• **DIRECTIONS FOR THIS TASK**: Rewrite the data below, replacing "green tree" with "leafy tree" and leaving everything else unchanged.

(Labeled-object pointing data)

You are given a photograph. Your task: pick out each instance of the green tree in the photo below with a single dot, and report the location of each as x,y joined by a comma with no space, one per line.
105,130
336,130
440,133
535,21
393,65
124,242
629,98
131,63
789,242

• **COMPLETED TASK**:
You are given a photograph. Your task: pick out each instance of the leafy tree in the photo below with a single dot, and report the location of each as x,y joined by a comma with no space, one per line.
105,130
336,130
440,133
535,21
393,65
124,242
629,98
131,63
789,242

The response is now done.